-- start --
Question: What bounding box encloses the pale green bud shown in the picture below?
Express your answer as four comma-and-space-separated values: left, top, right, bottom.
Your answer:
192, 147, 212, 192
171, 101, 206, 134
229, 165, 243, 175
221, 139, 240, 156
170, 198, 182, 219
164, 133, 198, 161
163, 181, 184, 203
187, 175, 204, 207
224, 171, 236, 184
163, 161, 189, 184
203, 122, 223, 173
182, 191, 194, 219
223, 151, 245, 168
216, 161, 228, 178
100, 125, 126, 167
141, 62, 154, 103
-- end --
> Directive: Rewrite the records above, changing "pale green bud" to "unopened bud" and leaving every other line and character untouched.

> Answer for this exercise:
Question: What bounding box encloses the unopened bud shown in the picture below?
Express your answer as four comma-and-space-separated values: left, top, right, bottom.
Your answer:
192, 147, 212, 192
171, 101, 206, 134
229, 165, 243, 175
221, 139, 240, 156
170, 198, 182, 219
164, 133, 198, 161
163, 181, 184, 203
187, 175, 204, 207
224, 171, 236, 184
163, 161, 189, 184
203, 122, 223, 173
182, 191, 194, 219
223, 151, 245, 168
216, 161, 228, 178
100, 125, 126, 167
141, 62, 154, 103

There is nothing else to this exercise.